| WHAT TO PRODUCE |
Repeat verbatim the lines from the one containing "Reviewer note: confirm that every instance of the smokestack" up to and including the one containing "<point>312,566</point>".
::: PROVIDED DATA
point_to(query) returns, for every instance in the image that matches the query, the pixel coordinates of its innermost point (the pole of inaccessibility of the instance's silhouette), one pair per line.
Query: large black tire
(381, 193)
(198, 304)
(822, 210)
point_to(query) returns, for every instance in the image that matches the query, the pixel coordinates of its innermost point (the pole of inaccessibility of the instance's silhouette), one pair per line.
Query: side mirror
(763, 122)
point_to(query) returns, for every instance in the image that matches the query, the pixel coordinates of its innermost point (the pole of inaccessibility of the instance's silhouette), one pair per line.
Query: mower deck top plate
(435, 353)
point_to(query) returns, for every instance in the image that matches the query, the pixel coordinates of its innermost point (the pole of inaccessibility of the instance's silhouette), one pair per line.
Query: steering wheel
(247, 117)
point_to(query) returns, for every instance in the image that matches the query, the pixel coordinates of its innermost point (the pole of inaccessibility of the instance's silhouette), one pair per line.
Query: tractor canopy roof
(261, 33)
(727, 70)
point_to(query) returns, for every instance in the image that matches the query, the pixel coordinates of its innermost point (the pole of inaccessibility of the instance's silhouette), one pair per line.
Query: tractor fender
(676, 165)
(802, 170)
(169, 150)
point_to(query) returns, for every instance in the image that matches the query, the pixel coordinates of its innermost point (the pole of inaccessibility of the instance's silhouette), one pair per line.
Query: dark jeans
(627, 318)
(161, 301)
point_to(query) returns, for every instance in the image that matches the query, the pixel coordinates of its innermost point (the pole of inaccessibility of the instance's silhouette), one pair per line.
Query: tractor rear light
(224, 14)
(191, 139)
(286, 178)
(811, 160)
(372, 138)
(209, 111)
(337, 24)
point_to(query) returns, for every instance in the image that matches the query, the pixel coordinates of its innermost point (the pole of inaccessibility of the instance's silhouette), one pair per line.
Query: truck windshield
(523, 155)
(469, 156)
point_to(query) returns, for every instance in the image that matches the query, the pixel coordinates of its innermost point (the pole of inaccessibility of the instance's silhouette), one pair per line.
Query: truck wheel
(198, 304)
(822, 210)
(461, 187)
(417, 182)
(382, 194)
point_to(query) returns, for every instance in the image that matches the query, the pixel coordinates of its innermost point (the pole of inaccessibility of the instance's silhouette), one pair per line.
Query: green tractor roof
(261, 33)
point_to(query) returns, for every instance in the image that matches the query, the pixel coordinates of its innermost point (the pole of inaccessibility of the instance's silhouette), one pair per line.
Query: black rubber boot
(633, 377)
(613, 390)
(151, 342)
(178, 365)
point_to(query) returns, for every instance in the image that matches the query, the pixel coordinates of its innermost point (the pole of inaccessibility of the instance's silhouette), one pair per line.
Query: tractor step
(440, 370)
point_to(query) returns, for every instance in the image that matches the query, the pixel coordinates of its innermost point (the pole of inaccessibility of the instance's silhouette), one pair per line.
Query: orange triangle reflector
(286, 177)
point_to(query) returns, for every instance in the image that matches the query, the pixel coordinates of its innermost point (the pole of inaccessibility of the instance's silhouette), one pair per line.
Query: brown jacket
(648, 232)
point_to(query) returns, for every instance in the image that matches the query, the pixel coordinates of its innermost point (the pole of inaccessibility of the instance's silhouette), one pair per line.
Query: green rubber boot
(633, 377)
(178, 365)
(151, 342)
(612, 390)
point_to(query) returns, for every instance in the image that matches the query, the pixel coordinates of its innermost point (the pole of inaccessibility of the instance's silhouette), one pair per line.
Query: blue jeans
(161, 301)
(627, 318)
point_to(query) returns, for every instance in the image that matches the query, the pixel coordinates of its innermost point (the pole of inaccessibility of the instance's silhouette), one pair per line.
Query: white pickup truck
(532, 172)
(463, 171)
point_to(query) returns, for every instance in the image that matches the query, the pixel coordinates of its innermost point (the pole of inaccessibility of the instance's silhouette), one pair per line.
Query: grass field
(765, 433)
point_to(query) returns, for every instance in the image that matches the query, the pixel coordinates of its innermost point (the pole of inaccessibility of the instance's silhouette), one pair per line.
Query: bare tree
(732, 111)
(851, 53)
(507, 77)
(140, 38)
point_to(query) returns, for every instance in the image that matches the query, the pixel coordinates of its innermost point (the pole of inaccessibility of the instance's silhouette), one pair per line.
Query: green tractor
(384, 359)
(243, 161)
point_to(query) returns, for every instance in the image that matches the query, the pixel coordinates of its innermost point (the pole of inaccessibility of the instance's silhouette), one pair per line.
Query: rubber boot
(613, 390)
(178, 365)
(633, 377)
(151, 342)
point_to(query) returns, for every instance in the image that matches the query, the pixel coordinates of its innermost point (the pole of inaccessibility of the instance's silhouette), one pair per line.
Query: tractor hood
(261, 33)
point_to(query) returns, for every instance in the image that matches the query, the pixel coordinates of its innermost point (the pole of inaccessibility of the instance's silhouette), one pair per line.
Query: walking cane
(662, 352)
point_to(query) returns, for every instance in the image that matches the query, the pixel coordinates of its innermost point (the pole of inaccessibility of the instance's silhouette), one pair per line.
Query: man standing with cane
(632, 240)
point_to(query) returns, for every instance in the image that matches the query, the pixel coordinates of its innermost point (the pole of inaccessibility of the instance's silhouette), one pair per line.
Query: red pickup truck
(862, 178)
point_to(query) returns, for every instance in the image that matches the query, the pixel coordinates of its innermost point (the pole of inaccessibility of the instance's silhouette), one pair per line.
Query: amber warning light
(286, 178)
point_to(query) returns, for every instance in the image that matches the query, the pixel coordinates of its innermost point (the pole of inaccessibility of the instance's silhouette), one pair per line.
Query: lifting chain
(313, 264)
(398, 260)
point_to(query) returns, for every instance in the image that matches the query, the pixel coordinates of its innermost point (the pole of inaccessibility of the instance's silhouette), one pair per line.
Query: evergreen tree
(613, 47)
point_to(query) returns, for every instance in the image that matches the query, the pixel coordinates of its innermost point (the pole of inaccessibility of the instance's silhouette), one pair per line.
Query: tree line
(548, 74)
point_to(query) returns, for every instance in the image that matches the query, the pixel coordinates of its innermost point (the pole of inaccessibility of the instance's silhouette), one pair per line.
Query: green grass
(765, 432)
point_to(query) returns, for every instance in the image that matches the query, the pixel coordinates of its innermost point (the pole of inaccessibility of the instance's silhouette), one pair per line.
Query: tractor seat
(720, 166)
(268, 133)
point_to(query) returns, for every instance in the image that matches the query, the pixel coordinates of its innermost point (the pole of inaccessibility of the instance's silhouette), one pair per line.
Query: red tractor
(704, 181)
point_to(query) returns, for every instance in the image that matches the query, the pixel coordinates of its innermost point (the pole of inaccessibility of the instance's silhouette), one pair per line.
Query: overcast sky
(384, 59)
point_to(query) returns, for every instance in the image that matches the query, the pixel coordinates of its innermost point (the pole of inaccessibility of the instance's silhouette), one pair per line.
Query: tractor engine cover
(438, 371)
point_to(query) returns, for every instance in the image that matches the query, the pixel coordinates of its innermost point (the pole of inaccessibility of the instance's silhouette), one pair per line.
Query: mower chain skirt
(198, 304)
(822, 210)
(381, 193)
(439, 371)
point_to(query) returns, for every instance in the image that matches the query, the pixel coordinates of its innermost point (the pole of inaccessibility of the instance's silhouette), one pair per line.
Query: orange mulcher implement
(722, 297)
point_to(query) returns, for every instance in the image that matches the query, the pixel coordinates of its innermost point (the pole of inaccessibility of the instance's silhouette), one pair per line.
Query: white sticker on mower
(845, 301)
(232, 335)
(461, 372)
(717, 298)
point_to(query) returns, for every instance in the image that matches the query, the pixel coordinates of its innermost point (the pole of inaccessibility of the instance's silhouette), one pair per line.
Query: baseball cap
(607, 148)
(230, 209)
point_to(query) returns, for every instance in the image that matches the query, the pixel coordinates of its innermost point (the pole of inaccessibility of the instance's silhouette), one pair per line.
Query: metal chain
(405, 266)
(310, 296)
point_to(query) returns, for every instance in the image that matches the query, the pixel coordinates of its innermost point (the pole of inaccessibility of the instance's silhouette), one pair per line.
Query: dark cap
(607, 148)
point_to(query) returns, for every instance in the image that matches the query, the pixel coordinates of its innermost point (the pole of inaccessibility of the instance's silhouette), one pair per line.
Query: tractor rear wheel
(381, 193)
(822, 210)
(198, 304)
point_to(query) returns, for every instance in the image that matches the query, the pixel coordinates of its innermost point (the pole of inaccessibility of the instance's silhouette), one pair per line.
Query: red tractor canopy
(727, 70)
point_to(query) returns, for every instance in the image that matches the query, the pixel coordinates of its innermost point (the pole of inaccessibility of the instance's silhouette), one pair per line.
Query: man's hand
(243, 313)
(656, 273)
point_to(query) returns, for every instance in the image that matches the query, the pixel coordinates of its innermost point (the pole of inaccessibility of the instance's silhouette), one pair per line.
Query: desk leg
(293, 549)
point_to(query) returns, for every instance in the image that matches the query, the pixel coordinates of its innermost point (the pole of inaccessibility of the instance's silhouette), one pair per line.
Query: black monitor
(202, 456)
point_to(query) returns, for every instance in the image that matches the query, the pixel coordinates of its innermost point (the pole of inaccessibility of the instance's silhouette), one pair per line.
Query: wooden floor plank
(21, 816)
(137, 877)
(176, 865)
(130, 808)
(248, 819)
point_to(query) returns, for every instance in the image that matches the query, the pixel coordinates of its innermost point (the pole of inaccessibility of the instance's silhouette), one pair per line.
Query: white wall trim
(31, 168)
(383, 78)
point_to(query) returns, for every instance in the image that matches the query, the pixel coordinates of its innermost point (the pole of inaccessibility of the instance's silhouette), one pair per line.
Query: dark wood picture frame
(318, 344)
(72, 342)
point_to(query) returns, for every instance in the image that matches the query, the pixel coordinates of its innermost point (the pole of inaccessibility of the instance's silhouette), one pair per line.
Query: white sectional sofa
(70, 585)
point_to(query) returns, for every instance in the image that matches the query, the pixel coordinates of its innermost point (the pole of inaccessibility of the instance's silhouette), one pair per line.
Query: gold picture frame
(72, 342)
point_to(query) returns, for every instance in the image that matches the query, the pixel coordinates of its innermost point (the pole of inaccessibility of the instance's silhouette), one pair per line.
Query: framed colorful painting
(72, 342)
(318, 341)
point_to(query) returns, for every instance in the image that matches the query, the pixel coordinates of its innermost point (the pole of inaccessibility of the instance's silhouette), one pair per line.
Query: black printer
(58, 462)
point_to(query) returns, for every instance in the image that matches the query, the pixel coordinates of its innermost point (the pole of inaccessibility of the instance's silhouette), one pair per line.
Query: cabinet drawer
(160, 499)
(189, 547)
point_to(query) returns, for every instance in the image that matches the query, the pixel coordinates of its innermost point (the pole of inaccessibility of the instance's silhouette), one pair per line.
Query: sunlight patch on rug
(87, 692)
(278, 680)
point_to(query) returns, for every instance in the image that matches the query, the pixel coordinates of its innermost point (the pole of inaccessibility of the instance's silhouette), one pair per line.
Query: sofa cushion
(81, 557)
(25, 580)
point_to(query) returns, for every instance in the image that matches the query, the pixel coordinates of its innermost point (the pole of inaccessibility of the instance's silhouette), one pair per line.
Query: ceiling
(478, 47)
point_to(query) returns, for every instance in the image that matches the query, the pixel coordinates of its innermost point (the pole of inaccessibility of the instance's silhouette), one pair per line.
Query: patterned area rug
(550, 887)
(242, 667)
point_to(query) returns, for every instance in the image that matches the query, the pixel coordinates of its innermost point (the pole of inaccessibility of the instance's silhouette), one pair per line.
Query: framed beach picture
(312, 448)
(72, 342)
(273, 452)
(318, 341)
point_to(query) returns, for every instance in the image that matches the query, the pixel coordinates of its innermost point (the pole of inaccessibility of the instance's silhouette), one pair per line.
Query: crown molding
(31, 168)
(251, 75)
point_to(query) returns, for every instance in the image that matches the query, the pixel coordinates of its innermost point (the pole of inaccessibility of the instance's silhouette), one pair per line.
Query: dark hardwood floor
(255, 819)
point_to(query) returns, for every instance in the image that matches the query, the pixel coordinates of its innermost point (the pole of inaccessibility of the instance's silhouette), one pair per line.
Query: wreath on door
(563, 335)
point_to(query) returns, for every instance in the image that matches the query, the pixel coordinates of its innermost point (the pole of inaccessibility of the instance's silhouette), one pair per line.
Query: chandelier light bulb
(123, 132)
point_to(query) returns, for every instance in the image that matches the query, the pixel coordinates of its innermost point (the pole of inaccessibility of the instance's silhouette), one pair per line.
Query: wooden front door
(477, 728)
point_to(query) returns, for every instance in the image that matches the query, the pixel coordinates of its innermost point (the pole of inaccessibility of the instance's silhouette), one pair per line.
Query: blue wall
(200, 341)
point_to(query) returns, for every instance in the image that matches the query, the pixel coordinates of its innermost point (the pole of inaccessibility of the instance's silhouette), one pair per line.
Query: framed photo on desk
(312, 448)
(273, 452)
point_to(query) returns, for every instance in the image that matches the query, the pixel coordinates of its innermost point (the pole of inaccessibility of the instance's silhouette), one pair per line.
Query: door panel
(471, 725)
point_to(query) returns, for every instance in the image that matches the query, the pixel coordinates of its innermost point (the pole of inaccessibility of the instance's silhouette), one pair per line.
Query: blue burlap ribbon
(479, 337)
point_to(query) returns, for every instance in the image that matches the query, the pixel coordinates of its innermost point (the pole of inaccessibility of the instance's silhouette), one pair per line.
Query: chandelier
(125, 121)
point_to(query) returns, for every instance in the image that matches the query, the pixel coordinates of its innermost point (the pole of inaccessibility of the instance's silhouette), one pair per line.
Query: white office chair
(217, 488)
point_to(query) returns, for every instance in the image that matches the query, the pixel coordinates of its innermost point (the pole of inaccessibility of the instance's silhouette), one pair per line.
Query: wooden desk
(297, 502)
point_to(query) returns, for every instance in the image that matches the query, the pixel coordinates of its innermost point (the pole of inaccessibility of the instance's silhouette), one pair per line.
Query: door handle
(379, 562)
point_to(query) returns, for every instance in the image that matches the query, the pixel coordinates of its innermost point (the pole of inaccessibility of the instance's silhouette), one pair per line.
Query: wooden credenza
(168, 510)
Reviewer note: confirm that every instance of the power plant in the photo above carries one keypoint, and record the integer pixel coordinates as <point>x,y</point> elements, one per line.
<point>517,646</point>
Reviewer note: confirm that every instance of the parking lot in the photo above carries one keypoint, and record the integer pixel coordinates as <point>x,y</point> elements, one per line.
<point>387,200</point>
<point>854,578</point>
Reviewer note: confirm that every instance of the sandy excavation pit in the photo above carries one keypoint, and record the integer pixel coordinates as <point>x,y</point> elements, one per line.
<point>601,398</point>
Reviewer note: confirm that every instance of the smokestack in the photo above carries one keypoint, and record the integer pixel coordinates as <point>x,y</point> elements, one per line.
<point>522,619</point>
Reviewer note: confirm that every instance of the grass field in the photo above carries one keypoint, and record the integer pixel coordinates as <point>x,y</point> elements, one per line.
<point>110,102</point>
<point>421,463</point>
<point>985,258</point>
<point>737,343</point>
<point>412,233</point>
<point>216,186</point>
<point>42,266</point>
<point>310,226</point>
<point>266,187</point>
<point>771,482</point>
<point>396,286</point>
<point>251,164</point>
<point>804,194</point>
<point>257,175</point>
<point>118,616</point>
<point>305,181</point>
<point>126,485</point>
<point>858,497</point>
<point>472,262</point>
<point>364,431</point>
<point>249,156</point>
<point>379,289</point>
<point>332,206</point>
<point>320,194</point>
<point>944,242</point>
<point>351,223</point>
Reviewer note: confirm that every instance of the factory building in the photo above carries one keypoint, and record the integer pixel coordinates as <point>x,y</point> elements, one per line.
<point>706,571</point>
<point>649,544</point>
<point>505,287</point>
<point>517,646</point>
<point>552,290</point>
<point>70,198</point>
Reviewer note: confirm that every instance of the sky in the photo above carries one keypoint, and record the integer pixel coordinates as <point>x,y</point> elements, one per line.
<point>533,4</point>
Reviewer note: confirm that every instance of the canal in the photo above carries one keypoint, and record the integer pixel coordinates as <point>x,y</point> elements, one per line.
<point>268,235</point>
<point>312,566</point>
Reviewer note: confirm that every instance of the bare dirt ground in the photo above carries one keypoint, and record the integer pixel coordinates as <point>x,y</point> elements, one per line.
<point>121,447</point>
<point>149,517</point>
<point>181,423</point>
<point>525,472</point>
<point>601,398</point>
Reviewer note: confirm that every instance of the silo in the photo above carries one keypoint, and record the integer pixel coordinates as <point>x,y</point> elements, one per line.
::::::
| FINAL RESULT |
Reviewer note: confirm that every instance of the smokestack in the photo above carries one keypoint, and record the integer pixel coordinates as <point>x,y</point> elements, one per line.
<point>522,619</point>
Reviewer note: confirm that every instance of the grass field in the photo above carries one keypoint, and record the integer pixel coordinates as <point>x,y</point> elements, one per line.
<point>110,102</point>
<point>421,463</point>
<point>985,258</point>
<point>737,343</point>
<point>412,233</point>
<point>216,186</point>
<point>42,266</point>
<point>310,226</point>
<point>266,187</point>
<point>771,482</point>
<point>396,286</point>
<point>251,164</point>
<point>804,194</point>
<point>257,175</point>
<point>118,616</point>
<point>305,181</point>
<point>126,485</point>
<point>858,497</point>
<point>472,262</point>
<point>364,431</point>
<point>249,156</point>
<point>379,289</point>
<point>332,206</point>
<point>320,194</point>
<point>944,242</point>
<point>351,223</point>
Reviewer note: confirm that every instance of the factory building in the photo above carries one keypoint, and record the integer pixel coordinates as <point>x,y</point> elements, one per line.
<point>706,571</point>
<point>649,544</point>
<point>505,287</point>
<point>517,646</point>
<point>552,290</point>
<point>70,198</point>
Reviewer note: confirm that every instance of the sky in the photo above carries one keypoint, and record the integer pixel coordinates as <point>x,y</point> elements, one per line.
<point>533,4</point>
Reviewer note: confirm that every instance of the canal in the photo above carries one keypoint, and record the integer pixel coordinates as <point>x,y</point> elements, one per line.
<point>268,235</point>
<point>312,566</point>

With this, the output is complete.